▶ YOUR TASK
Take the records underneath and set them down exactly.

--- begin RAW RECORDS ---

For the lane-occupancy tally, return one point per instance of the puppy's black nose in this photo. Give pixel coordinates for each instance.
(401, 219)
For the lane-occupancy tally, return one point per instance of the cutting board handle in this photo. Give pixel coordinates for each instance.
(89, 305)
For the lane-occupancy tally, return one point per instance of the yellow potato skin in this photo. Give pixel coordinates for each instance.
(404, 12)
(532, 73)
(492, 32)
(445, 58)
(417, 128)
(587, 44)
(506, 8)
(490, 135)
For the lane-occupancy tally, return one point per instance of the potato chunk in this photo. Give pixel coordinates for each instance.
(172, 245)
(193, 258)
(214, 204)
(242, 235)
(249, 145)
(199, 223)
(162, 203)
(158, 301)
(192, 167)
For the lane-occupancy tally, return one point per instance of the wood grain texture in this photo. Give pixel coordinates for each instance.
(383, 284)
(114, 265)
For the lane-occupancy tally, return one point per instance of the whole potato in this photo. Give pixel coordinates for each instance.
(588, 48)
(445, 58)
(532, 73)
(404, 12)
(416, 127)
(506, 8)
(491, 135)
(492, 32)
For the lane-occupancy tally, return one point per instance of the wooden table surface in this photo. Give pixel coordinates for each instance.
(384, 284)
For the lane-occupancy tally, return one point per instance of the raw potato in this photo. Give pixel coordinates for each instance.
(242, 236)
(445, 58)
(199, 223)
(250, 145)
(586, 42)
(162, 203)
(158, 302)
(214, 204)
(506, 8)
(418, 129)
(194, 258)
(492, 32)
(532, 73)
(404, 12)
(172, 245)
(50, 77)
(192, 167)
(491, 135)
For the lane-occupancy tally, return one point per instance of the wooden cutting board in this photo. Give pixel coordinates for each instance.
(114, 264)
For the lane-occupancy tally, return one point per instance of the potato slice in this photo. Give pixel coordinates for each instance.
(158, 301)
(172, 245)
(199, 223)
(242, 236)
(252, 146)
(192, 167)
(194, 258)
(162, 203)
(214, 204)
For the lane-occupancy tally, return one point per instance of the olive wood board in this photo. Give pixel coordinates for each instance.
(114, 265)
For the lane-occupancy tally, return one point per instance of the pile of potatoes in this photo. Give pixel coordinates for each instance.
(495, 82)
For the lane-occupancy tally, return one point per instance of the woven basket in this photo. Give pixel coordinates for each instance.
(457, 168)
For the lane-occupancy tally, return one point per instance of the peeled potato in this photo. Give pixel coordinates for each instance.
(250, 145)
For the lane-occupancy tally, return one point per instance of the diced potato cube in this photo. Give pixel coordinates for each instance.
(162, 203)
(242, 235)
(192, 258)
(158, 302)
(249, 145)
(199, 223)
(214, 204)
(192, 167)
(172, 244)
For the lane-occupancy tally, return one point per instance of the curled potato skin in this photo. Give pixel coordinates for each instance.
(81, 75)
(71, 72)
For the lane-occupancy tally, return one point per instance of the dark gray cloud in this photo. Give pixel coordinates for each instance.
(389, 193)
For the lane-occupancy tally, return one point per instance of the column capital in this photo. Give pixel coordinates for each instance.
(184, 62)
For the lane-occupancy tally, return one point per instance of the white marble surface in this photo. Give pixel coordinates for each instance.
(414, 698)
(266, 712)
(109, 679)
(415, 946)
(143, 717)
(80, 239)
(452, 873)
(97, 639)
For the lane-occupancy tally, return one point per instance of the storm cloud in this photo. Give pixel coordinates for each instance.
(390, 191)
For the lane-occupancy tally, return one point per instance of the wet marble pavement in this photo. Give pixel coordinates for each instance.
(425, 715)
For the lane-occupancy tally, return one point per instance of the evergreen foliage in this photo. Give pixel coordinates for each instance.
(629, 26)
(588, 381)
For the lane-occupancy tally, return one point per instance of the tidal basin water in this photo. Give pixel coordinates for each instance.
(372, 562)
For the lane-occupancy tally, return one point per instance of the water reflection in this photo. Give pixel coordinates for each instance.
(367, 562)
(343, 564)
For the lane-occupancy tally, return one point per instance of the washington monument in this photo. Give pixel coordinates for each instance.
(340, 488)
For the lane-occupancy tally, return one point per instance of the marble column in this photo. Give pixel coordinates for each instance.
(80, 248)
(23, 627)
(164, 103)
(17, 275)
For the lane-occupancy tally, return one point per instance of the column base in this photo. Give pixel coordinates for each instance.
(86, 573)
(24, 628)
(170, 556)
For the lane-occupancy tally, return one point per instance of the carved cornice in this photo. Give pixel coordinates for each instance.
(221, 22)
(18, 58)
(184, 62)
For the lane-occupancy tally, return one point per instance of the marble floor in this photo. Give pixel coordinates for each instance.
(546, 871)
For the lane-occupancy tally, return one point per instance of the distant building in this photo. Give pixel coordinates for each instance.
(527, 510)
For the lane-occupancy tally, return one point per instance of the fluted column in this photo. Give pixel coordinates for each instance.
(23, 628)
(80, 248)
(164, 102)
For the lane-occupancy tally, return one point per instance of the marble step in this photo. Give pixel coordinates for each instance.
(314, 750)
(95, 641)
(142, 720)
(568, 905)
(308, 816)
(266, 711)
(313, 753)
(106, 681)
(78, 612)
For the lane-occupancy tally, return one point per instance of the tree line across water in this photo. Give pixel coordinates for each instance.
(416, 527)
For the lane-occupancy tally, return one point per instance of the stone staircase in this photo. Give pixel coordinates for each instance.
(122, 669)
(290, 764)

--- end RAW RECORDS ---

▶ CORRECT ANSWER
For the lane-occupancy tally, return one point per instance of the puppy's black nose in this photo. Give pixel coordinates for each instance.
(401, 219)
For the lane-occupancy tally, return one point per instance of the cutting board handle in this photo. Give pixel coordinates for each instance.
(89, 305)
For the lane-occupancy tally, return one point per instance of the yellow potato skin in this photo. Give pixel coordinates for each instance.
(404, 12)
(532, 73)
(492, 32)
(445, 58)
(417, 128)
(587, 44)
(506, 8)
(490, 135)
For the lane-occupancy tally, return one point per instance of the potato chunk in this photo. Give pixel coordinates for each instance.
(172, 245)
(193, 258)
(214, 204)
(242, 235)
(249, 145)
(199, 223)
(162, 203)
(158, 301)
(192, 167)
For the lane-occupancy tally, return one point per instance of the wood grain texture in this photo. Give pixel coordinates for each instance.
(383, 284)
(114, 265)
For the lane-occupancy tally, return one point per instance of the whole potato in this photo. Give pixel coordinates for each instance.
(588, 48)
(445, 58)
(532, 73)
(404, 12)
(416, 127)
(506, 8)
(491, 135)
(492, 32)
For the lane-occupancy tally, return one point per instance of the wooden table surface in this photo. Give pixel coordinates for each instance.
(384, 284)
For the lane-occupancy tally, return one point per instance of the raw potato in this photo. Give pixel coordinates for each instance.
(242, 236)
(445, 58)
(199, 223)
(250, 145)
(586, 42)
(162, 203)
(158, 302)
(214, 204)
(506, 8)
(418, 129)
(194, 258)
(492, 32)
(532, 73)
(404, 12)
(172, 245)
(50, 77)
(192, 167)
(491, 135)
For the lane-occupancy tally, return one point per instance of the wooden cutting board in this photo. Give pixel coordinates for each instance.
(114, 264)
For the lane-occupancy tally, return one point per instance of the potato slice in this photo. Give pixel coordinates for each instance.
(158, 301)
(172, 245)
(199, 223)
(242, 236)
(252, 146)
(192, 167)
(194, 258)
(162, 203)
(214, 204)
For the lane-occupancy tally, return one point per instance of the olive wood board in this photo. Give pixel coordinates for each instance.
(114, 265)
For the lane-occupancy tally, return one point per instance of the pile of potatoes in this photo. Give pixel coordinates for each instance.
(495, 82)
For the lane-occupancy tally, return one point per instance of the woven basket in this photo. Give pixel coordinates for each instance.
(457, 168)
For the lane-occupancy tally, return one point per instance of the peeled potato in this photo. Give pixel coordinates for each instance.
(250, 145)
For the lane-occupancy tally, return one point per instance of the diced potato cube in this photo. Give pixel coordinates for each instance.
(162, 203)
(242, 235)
(192, 258)
(158, 302)
(249, 145)
(199, 223)
(214, 204)
(192, 167)
(172, 244)
For the lane-occupancy tally, return one point per instance of the curled potato skin in this photo. Give pixel coordinates for each instance.
(81, 75)
(71, 72)
For the lane-occupancy tally, return one point per instance of the dark gray cloud in this photo. Give pixel coordinates for each instance.
(389, 193)
For the lane-occupancy tally, return one point per instance of the column capital in this photo. Give pixel coordinates for each instance.
(184, 62)
For the lane-occupancy tally, return one point per instance of the white marble surface in this photo. Give pixel coordinates for each instance.
(414, 698)
(266, 712)
(109, 679)
(415, 946)
(143, 717)
(80, 239)
(452, 873)
(97, 639)
For the lane-occupancy tally, return one point per instance of the storm cloud in this photo. Give pixel coordinates for each instance.
(390, 191)
For the lane-occupancy tally, return one point per instance of the wet marble pavement in this photo. Give pixel coordinates for each instance.
(425, 715)
For the lane-occupancy tally, return one point per instance of the evergreen foliage in this photo. Give pixel coordinates for each instance.
(629, 26)
(588, 381)
For the lane-occupancy tally, return one point per instance of the tidal basin water in this photo. Give pixel coordinates for each instance.
(372, 562)
For the lane-occupancy tally, return one point per instance of the water reflection in this photo. Give pixel coordinates for each instance.
(367, 562)
(343, 564)
For the lane-occupancy tally, return one point per instance of the washington monument in this photo. Give pixel coordinates for each instance.
(340, 488)
For the lane-occupancy tally, return one point per instance of the marble column in this photo. Give pixel coordinates for each instance.
(80, 248)
(23, 627)
(164, 103)
(17, 275)
For the lane-occupancy tally, return one point per instance of the column base in this photo. Give pixel coordinates for each instance.
(86, 573)
(24, 628)
(170, 556)
For the lane-occupancy tally, return one point per instance of the carved cornice in this photo. Give pixel coordinates for each instance.
(221, 22)
(18, 58)
(184, 62)
For the lane-occupancy tally, return one point per instance of the marble floor in this photo. Give pixel coordinates for each instance.
(546, 871)
For the lane-occupancy tally, return one point per instance of the distant building in this photo. Give pixel coordinates for each instance.
(527, 510)
For the lane-occupancy tally, return one point per instance of the fluted column in this photo. Give pixel coordinates for each instance.
(23, 628)
(80, 248)
(164, 102)
For the lane-occupancy tally, return one point per instance of the marble step in this photo. Give pixel coordinates for each instance.
(314, 750)
(95, 641)
(142, 720)
(568, 905)
(308, 816)
(266, 711)
(313, 753)
(106, 681)
(78, 612)
For the lane-occupancy tally, return one point per instance of the tree line across water in this photo. Give pixel coordinates for each instance.
(416, 527)
For the lane-occupancy tally, return one point per instance of the stone staircase in this photo. Give pixel coordinates for each instance.
(122, 669)
(290, 764)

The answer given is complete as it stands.